REQUIRED ACTION:
Give the number of lines below that contain the word "yellow", and nothing else.

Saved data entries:
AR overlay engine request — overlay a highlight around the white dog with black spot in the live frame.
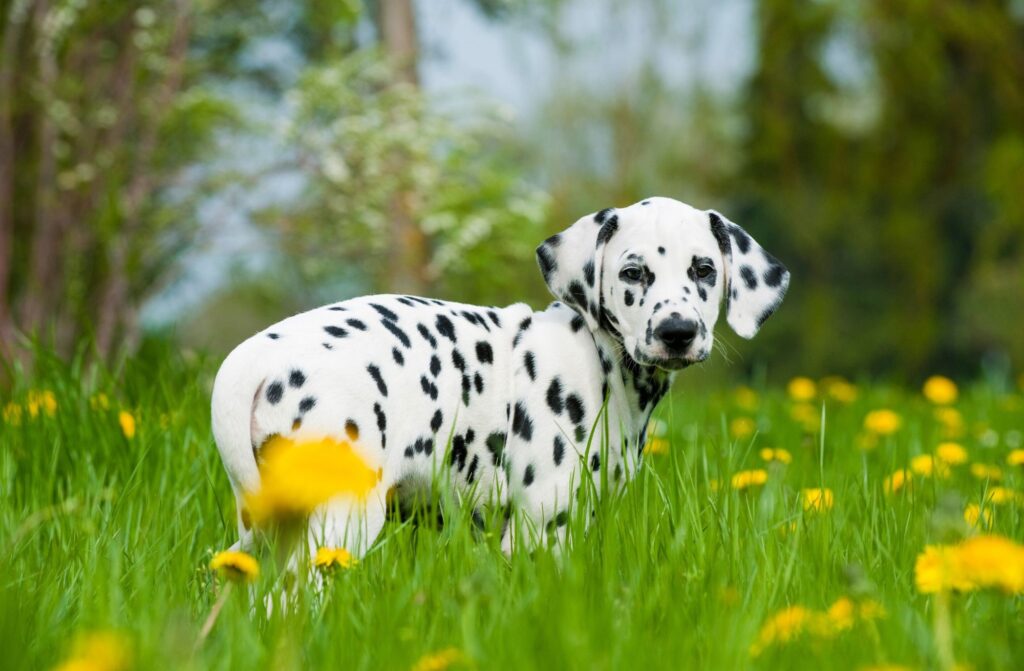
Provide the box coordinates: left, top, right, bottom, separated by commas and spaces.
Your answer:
211, 197, 790, 557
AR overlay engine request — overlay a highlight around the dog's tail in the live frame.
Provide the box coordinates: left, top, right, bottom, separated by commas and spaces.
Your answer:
211, 338, 266, 496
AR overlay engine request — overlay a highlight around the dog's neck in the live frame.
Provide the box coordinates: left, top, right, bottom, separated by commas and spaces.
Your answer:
590, 329, 673, 451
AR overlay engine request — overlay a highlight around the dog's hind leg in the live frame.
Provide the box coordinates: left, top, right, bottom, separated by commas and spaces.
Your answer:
307, 486, 388, 564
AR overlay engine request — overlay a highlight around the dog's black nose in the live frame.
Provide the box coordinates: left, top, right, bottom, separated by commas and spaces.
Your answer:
654, 318, 698, 354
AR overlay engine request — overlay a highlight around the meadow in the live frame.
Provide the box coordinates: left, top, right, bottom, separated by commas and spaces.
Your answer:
2, 349, 1022, 670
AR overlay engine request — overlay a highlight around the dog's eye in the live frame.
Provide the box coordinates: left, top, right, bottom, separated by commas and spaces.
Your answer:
695, 264, 714, 279
619, 267, 643, 282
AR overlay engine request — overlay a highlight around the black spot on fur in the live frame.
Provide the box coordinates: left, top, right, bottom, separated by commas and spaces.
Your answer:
729, 224, 751, 254
565, 393, 585, 424
595, 208, 614, 224
324, 325, 347, 338
658, 246, 665, 255
764, 263, 785, 287
536, 244, 557, 281
322, 342, 332, 350
328, 306, 346, 311
583, 260, 595, 287
590, 453, 600, 471
461, 375, 471, 406
596, 214, 618, 245
392, 348, 404, 365
267, 332, 280, 340
429, 354, 441, 377
486, 432, 505, 466
487, 310, 501, 327
289, 370, 305, 388
570, 313, 585, 332
373, 403, 386, 448
575, 425, 586, 442
370, 303, 399, 321
512, 402, 533, 441
420, 375, 439, 401
740, 265, 757, 290
546, 377, 564, 414
624, 290, 634, 307
430, 409, 443, 433
451, 349, 466, 371
513, 317, 532, 346
367, 365, 387, 396
382, 319, 411, 347
435, 314, 456, 342
265, 382, 283, 405
451, 435, 467, 470
553, 435, 565, 466
346, 318, 367, 331
299, 396, 316, 413
567, 280, 588, 311
523, 464, 535, 487
345, 419, 359, 441
466, 454, 480, 483
415, 323, 437, 348
474, 372, 484, 393
523, 352, 536, 380
475, 341, 493, 364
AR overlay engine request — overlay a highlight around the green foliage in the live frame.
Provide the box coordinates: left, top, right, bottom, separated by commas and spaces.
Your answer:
2, 353, 1023, 669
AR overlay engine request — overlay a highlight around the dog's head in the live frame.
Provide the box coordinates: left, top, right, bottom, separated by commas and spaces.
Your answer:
536, 197, 789, 370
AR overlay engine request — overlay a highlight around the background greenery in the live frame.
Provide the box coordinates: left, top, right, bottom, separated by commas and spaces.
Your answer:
1, 0, 1022, 382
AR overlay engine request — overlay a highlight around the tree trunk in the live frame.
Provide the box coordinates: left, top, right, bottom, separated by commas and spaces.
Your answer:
377, 0, 428, 294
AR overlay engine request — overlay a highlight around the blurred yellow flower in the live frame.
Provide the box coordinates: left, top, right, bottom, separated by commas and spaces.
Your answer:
210, 550, 259, 582
118, 411, 136, 440
749, 597, 884, 657
935, 442, 968, 466
821, 376, 858, 403
970, 463, 1003, 481
731, 469, 768, 491
27, 390, 57, 418
884, 469, 912, 495
964, 504, 991, 528
643, 437, 669, 456
789, 402, 819, 432
53, 631, 131, 671
2, 402, 22, 426
787, 377, 817, 402
801, 487, 834, 513
759, 448, 792, 464
246, 436, 379, 524
864, 409, 901, 435
1007, 449, 1024, 466
411, 647, 465, 671
933, 406, 964, 437
916, 535, 1024, 594
729, 417, 756, 440
90, 393, 110, 411
984, 486, 1022, 506
910, 454, 949, 478
749, 605, 815, 656
734, 386, 759, 411
922, 375, 958, 405
314, 547, 356, 570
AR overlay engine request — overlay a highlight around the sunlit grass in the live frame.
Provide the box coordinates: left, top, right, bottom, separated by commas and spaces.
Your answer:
2, 351, 1022, 669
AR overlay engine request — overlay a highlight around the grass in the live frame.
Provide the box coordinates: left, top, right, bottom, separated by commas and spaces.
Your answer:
1, 348, 1022, 670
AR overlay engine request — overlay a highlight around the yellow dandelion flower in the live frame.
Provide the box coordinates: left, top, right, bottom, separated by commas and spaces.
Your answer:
644, 436, 669, 456
801, 487, 834, 513
970, 463, 1003, 481
759, 448, 793, 464
1007, 449, 1024, 467
27, 390, 57, 418
411, 647, 465, 671
749, 605, 815, 656
884, 468, 912, 495
964, 504, 991, 528
915, 545, 973, 594
910, 454, 934, 477
857, 599, 887, 622
789, 402, 819, 432
935, 442, 968, 466
821, 376, 858, 403
923, 375, 958, 405
729, 417, 756, 440
118, 411, 136, 440
734, 386, 759, 411
246, 436, 379, 524
90, 393, 110, 411
984, 486, 1022, 506
314, 547, 356, 570
209, 550, 259, 582
731, 469, 768, 491
956, 534, 1024, 593
864, 409, 901, 435
787, 377, 817, 402
53, 631, 131, 671
825, 597, 855, 633
933, 406, 964, 437
2, 402, 22, 426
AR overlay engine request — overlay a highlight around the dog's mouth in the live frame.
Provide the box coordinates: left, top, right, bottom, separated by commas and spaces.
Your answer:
631, 347, 707, 371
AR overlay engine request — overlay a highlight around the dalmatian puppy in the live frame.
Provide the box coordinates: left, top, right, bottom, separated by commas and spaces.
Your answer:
211, 196, 789, 557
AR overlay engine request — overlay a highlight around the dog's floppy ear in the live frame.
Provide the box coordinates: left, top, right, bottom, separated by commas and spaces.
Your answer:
536, 207, 619, 331
708, 210, 790, 339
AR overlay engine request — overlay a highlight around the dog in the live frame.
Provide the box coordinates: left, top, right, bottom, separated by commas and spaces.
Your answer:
211, 196, 789, 556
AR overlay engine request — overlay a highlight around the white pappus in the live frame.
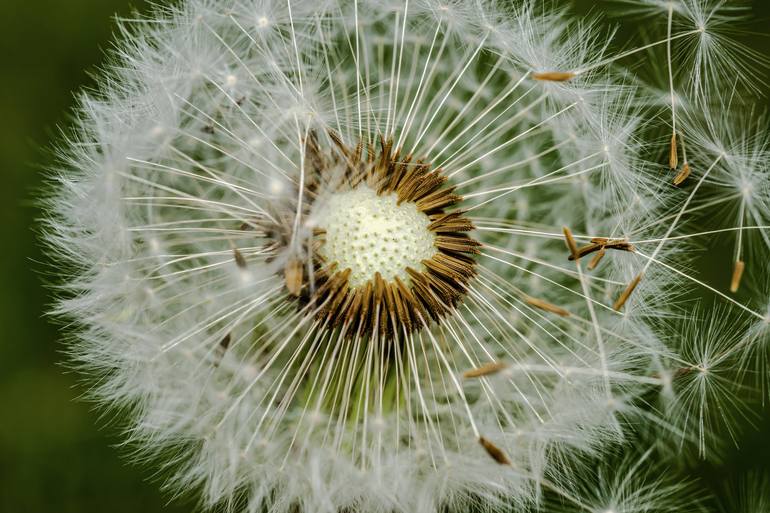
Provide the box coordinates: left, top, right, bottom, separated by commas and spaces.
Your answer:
42, 0, 770, 512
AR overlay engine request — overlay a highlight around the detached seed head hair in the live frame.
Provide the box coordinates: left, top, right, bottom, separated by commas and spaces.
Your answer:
43, 0, 770, 512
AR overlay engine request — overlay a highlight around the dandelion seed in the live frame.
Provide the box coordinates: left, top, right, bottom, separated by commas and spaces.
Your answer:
673, 131, 691, 185
523, 295, 571, 317
531, 71, 576, 82
284, 257, 304, 296
670, 133, 679, 169
479, 437, 511, 466
562, 226, 579, 260
568, 238, 634, 261
674, 162, 692, 185
730, 260, 745, 293
232, 247, 247, 268
587, 247, 606, 270
219, 332, 231, 351
463, 361, 508, 379
613, 273, 644, 311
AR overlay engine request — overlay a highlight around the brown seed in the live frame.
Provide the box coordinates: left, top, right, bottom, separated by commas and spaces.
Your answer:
524, 295, 571, 317
613, 273, 643, 311
304, 130, 327, 172
587, 247, 606, 270
673, 162, 691, 186
479, 437, 511, 465
730, 260, 745, 293
571, 239, 633, 262
673, 366, 694, 379
604, 240, 634, 253
531, 71, 575, 82
213, 332, 232, 367
568, 242, 604, 261
669, 133, 678, 170
233, 248, 247, 269
284, 258, 304, 296
463, 361, 508, 379
562, 226, 579, 260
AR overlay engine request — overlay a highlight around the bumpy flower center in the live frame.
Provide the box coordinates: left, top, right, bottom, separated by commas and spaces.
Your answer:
317, 186, 437, 288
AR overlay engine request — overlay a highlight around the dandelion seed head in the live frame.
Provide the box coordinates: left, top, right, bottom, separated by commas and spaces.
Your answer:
41, 0, 770, 511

COMPLETED TASK:
2